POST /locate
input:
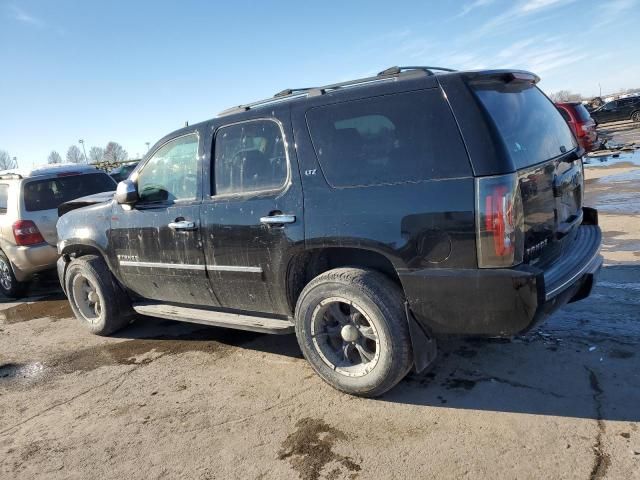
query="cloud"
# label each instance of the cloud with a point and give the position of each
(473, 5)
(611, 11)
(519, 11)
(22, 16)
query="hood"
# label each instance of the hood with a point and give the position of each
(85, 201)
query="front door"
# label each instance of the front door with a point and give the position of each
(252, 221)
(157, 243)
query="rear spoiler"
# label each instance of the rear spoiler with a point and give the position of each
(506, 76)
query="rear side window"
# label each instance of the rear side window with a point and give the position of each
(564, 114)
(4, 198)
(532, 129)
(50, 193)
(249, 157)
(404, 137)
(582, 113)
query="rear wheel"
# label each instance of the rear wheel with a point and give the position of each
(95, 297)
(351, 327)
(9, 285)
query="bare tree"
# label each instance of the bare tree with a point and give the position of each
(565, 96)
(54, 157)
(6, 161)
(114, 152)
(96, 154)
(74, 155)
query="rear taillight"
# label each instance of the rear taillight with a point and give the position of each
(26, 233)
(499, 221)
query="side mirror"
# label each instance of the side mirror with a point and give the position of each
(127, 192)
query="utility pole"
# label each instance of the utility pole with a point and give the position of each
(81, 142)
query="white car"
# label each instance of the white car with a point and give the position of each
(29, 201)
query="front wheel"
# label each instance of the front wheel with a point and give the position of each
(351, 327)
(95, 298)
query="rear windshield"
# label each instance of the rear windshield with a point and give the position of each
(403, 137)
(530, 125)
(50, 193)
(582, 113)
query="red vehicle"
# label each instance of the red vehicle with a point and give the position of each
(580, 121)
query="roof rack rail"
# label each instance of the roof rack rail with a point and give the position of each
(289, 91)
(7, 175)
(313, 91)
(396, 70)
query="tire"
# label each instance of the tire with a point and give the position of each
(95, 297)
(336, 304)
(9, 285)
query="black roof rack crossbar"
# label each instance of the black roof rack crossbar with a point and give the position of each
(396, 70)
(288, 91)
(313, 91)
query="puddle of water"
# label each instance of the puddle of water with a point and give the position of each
^^^^^^^^
## DIRECTIONS
Exact duplication of all the records is required; pictures are omitted from the copy.

## THE RESULT
POST /locate
input:
query="cloud"
# label each instance of the cloud with a point and give the position of each
(473, 5)
(611, 11)
(519, 11)
(22, 16)
query="hood"
# label each instance of the hood with a point and give the position of each
(85, 201)
query="front door"
# label each instance of the front door with a point and give the position of each
(252, 221)
(157, 243)
query="rear spoiler"
# label each instance of the rear spoiler with a point and give the position of each
(506, 76)
query="rear side window"
# label each instance of the rear side window with a point and give the position of each
(564, 114)
(4, 198)
(532, 129)
(50, 193)
(249, 157)
(404, 137)
(582, 113)
query="rear wheel"
# label each instance of the rear wheel with a point and give the position of each
(95, 297)
(351, 327)
(9, 285)
query="bare tree"
# label each instance of the bare tree with a point and give the position of each
(565, 96)
(54, 157)
(6, 161)
(114, 152)
(96, 154)
(74, 155)
query="rear taillight"
# label each instance of the rear taillight with a point and give the position of each
(26, 233)
(499, 221)
query="side mirror"
# label each instance of the side mirror with a point and give the position of each
(127, 192)
query="utility pole"
# label each instance of the utility pole with a point and give the position of each
(81, 142)
query="white car"
# label each instance of the white car with a point and give the position of each
(29, 201)
query="front wheel"
# label each instance of the front wheel with a point and give the position of each
(351, 327)
(95, 298)
query="rear windshield"
# label each instance of the rear windshield with a point and give the position of each
(403, 137)
(530, 125)
(50, 193)
(582, 113)
query="red vehicle"
# label each instance of the red vehicle with a point and give the position of each
(580, 121)
query="roof rack rail"
# label each instance of the roof rack rail with a point and give the position of each
(289, 91)
(7, 175)
(313, 91)
(396, 70)
query="tire"
# label each instance of the tire with a point and give the position of each
(95, 297)
(336, 304)
(9, 285)
query="black roof rack crossbar"
# label each instance of the black roof rack crossbar with a point and give the position of each
(396, 70)
(288, 91)
(313, 91)
query="puddle of water"
# label each instance of the puddle of water with a point and give the position of each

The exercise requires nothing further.